§ Your objective:
Repeat, exactly and alone, every line from the line that contains "In this exercise you will indicate every instance of the sports" to the end of the entries.

Dataset excerpts on object pointing:
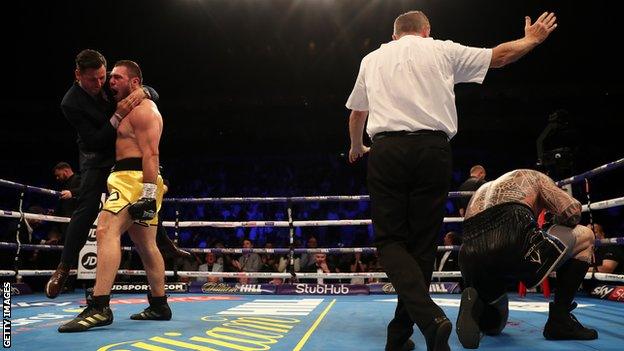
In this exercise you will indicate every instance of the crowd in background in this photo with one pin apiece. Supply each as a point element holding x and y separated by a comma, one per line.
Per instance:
<point>240,177</point>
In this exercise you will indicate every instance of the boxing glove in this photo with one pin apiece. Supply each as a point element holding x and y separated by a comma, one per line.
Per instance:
<point>145,208</point>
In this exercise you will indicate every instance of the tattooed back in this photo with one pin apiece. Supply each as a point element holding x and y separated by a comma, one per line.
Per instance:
<point>529,187</point>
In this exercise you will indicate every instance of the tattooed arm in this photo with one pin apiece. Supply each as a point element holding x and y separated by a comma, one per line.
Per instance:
<point>566,209</point>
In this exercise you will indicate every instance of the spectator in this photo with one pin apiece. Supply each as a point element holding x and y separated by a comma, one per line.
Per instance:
<point>477,178</point>
<point>213,264</point>
<point>609,258</point>
<point>320,265</point>
<point>249,262</point>
<point>308,258</point>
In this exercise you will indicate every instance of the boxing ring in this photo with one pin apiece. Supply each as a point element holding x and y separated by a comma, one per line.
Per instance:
<point>298,315</point>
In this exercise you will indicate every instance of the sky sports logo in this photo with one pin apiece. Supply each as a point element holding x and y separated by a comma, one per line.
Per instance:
<point>6,314</point>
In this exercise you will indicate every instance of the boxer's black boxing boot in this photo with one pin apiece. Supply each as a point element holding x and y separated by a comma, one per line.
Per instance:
<point>470,310</point>
<point>97,314</point>
<point>158,310</point>
<point>562,324</point>
<point>407,346</point>
<point>437,334</point>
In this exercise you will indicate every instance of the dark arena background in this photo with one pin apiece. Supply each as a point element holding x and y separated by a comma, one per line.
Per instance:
<point>252,94</point>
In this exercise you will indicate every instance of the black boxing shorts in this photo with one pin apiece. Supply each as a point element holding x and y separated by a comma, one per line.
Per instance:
<point>503,244</point>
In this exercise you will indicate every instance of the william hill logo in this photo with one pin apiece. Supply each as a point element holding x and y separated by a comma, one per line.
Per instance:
<point>257,325</point>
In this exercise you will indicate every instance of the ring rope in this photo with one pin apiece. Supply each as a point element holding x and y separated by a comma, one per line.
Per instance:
<point>574,179</point>
<point>196,274</point>
<point>606,167</point>
<point>13,214</point>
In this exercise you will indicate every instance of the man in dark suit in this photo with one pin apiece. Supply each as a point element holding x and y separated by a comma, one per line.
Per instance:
<point>89,108</point>
<point>70,190</point>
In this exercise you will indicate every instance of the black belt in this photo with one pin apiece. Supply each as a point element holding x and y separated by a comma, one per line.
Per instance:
<point>382,135</point>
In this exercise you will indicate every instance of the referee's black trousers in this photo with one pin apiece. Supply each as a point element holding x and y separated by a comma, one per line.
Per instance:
<point>408,182</point>
<point>92,185</point>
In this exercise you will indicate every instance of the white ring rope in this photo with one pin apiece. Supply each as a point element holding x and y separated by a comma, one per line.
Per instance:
<point>283,224</point>
<point>607,277</point>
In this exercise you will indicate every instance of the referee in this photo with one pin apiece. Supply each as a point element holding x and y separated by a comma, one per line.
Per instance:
<point>405,88</point>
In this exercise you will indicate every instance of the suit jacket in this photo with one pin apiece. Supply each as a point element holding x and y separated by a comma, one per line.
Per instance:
<point>66,207</point>
<point>90,116</point>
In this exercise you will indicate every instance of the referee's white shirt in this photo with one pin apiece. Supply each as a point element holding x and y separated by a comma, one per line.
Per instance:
<point>407,84</point>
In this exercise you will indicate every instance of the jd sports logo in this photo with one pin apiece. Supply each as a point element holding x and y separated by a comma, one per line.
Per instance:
<point>89,261</point>
<point>114,196</point>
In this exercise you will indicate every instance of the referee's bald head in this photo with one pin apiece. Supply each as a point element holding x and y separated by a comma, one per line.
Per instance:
<point>411,22</point>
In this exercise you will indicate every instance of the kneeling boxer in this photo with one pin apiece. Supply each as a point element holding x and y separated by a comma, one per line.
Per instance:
<point>502,243</point>
<point>136,191</point>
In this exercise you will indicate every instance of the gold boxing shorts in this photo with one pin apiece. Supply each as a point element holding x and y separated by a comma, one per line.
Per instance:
<point>125,187</point>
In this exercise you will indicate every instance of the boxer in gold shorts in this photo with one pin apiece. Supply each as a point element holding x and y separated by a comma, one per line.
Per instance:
<point>136,191</point>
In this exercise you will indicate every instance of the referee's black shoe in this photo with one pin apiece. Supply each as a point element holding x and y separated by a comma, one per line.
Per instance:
<point>92,316</point>
<point>158,310</point>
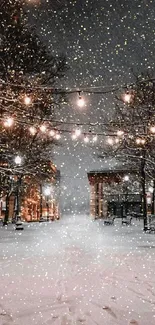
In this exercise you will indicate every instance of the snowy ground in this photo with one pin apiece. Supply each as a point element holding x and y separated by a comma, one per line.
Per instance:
<point>76,271</point>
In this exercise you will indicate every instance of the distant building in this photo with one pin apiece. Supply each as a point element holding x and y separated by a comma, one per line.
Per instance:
<point>36,200</point>
<point>114,191</point>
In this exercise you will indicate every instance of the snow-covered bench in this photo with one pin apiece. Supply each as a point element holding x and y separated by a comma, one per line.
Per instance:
<point>126,221</point>
<point>151,227</point>
<point>109,221</point>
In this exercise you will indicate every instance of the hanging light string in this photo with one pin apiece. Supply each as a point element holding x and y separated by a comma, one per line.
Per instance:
<point>103,89</point>
<point>55,132</point>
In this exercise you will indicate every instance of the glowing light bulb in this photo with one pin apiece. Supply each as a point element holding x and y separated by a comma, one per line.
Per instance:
<point>74,136</point>
<point>138,141</point>
<point>81,101</point>
<point>52,133</point>
<point>117,140</point>
<point>77,132</point>
<point>57,136</point>
<point>18,160</point>
<point>120,133</point>
<point>86,139</point>
<point>143,141</point>
<point>126,178</point>
<point>9,122</point>
<point>32,130</point>
<point>43,128</point>
<point>27,100</point>
<point>95,138</point>
<point>110,141</point>
<point>152,129</point>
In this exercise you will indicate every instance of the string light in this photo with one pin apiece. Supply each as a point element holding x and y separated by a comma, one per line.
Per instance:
<point>152,129</point>
<point>140,141</point>
<point>32,130</point>
<point>74,136</point>
<point>120,133</point>
<point>27,100</point>
<point>77,132</point>
<point>94,138</point>
<point>9,122</point>
<point>57,136</point>
<point>43,128</point>
<point>52,133</point>
<point>18,160</point>
<point>127,98</point>
<point>86,138</point>
<point>81,101</point>
<point>110,141</point>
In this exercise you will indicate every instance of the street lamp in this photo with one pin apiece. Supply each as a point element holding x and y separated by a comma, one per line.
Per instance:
<point>126,180</point>
<point>18,161</point>
<point>47,193</point>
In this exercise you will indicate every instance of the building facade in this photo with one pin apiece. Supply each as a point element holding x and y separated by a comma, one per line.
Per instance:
<point>116,192</point>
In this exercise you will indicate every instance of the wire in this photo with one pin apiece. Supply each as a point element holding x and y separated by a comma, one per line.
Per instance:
<point>90,89</point>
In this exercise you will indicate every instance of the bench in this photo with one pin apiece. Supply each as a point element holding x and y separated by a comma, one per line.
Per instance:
<point>151,227</point>
<point>127,221</point>
<point>109,221</point>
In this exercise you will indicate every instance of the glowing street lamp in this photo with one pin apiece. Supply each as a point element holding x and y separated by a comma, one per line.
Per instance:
<point>47,192</point>
<point>9,122</point>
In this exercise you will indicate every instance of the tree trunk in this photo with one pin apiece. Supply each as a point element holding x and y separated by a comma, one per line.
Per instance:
<point>143,183</point>
<point>6,217</point>
<point>41,201</point>
<point>153,197</point>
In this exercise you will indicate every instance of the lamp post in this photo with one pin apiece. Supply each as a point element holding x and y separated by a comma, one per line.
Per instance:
<point>47,192</point>
<point>18,161</point>
<point>126,179</point>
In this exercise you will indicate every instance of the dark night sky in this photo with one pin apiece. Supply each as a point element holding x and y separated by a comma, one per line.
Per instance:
<point>104,41</point>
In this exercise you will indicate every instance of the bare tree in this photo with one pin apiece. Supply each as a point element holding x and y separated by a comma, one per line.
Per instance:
<point>131,130</point>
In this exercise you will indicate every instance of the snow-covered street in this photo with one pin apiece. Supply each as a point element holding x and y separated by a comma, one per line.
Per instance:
<point>77,271</point>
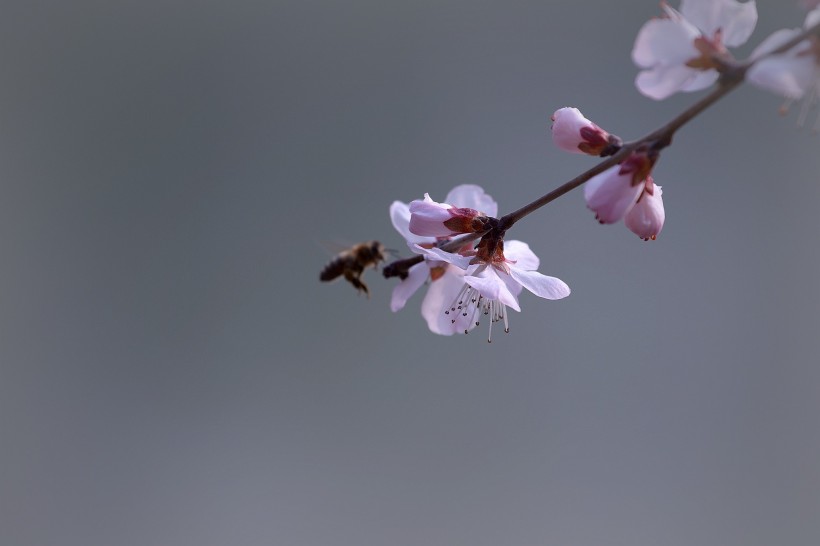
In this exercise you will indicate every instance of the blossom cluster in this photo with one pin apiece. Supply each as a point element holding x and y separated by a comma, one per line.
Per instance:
<point>465,285</point>
<point>473,273</point>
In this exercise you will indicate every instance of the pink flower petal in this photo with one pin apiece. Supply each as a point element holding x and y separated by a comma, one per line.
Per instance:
<point>416,276</point>
<point>647,217</point>
<point>550,288</point>
<point>471,196</point>
<point>610,194</point>
<point>736,20</point>
<point>400,217</point>
<point>519,252</point>
<point>440,296</point>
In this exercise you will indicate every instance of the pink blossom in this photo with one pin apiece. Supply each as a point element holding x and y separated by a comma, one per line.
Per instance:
<point>490,284</point>
<point>572,132</point>
<point>431,219</point>
<point>681,51</point>
<point>441,277</point>
<point>794,74</point>
<point>646,218</point>
<point>627,191</point>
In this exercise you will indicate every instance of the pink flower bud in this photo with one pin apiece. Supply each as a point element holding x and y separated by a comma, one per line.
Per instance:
<point>646,218</point>
<point>612,193</point>
<point>431,219</point>
<point>572,132</point>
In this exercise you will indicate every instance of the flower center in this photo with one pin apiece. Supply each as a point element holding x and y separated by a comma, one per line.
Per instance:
<point>468,306</point>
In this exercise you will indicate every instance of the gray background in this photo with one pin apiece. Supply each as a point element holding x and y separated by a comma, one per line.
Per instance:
<point>173,373</point>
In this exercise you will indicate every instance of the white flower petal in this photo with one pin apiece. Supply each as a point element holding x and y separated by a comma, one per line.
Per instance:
<point>812,18</point>
<point>775,40</point>
<point>664,42</point>
<point>462,262</point>
<point>416,276</point>
<point>471,196</point>
<point>647,217</point>
<point>664,81</point>
<point>790,77</point>
<point>520,253</point>
<point>491,286</point>
<point>400,217</point>
<point>550,288</point>
<point>610,195</point>
<point>701,79</point>
<point>736,20</point>
<point>441,294</point>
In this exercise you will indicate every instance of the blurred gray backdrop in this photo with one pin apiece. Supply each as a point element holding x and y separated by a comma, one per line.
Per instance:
<point>173,373</point>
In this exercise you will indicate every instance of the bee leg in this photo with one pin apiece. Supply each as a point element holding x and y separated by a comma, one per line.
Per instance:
<point>354,279</point>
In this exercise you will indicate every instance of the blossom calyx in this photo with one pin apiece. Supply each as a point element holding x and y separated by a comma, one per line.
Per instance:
<point>431,219</point>
<point>572,132</point>
<point>612,193</point>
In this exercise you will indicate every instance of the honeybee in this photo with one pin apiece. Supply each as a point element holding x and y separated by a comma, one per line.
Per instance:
<point>352,262</point>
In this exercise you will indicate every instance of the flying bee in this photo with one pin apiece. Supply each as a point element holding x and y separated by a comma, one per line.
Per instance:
<point>352,262</point>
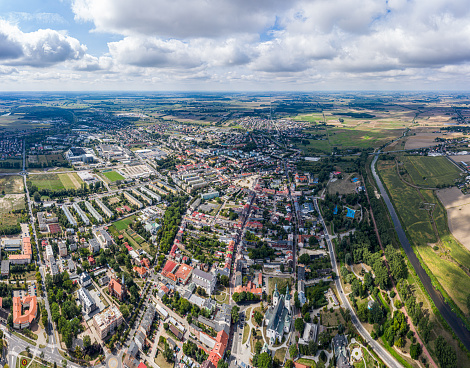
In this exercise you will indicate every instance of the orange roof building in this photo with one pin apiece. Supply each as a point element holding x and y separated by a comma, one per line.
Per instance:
<point>249,288</point>
<point>142,271</point>
<point>184,273</point>
<point>25,257</point>
<point>116,289</point>
<point>219,348</point>
<point>24,311</point>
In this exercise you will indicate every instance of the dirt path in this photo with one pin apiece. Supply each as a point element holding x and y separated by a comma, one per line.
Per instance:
<point>403,309</point>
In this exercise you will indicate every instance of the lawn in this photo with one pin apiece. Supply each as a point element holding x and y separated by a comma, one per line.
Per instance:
<point>47,181</point>
<point>113,176</point>
<point>124,223</point>
<point>70,180</point>
<point>431,171</point>
<point>308,362</point>
<point>281,284</point>
<point>280,354</point>
<point>356,136</point>
<point>11,184</point>
<point>161,361</point>
<point>408,203</point>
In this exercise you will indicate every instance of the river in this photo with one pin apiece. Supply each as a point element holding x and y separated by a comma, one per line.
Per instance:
<point>451,318</point>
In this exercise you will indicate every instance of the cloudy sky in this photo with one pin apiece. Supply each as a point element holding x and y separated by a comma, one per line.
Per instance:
<point>234,45</point>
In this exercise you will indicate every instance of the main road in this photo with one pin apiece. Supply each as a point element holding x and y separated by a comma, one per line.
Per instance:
<point>445,309</point>
<point>381,352</point>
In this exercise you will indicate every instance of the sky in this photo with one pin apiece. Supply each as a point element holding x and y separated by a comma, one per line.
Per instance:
<point>234,45</point>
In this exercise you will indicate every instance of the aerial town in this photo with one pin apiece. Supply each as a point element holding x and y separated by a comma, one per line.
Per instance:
<point>256,239</point>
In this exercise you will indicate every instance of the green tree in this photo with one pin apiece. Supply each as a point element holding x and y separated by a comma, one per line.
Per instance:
<point>376,313</point>
<point>258,317</point>
<point>222,364</point>
<point>224,280</point>
<point>235,313</point>
<point>86,341</point>
<point>124,309</point>
<point>265,360</point>
<point>415,351</point>
<point>299,325</point>
<point>168,353</point>
<point>258,347</point>
<point>293,351</point>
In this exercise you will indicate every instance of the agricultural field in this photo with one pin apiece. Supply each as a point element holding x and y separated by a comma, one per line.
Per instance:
<point>11,184</point>
<point>457,205</point>
<point>344,186</point>
<point>11,202</point>
<point>13,122</point>
<point>440,252</point>
<point>361,136</point>
<point>431,172</point>
<point>113,176</point>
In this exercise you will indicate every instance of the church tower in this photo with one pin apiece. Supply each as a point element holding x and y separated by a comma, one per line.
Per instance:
<point>288,299</point>
<point>275,296</point>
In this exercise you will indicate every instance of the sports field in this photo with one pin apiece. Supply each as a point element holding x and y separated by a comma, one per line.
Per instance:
<point>11,184</point>
<point>123,224</point>
<point>56,181</point>
<point>113,176</point>
<point>70,180</point>
<point>431,171</point>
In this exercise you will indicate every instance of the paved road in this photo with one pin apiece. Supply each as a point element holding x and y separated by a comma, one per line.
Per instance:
<point>381,352</point>
<point>446,311</point>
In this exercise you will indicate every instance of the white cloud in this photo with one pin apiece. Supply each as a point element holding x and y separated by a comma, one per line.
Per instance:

§ Complete output:
In this exercise you will indicate every instance of the sports field in this photo with one pin apiece. Supply each as a point element holding x and y separated by a comma, one per line.
Per instance:
<point>11,184</point>
<point>123,224</point>
<point>56,181</point>
<point>113,176</point>
<point>70,180</point>
<point>431,171</point>
In this exercise you will indicate every instance of the paved road in this photo with one pin apiece. Supply each as a point element holding x and y separated by a comma, one per line.
Per instance:
<point>381,352</point>
<point>446,311</point>
In this exercise you will indicate every instance of the white cloud in this photo with one pin apiece. Supply each as a point element holding x and y separated by a comma, one per line.
Per instance:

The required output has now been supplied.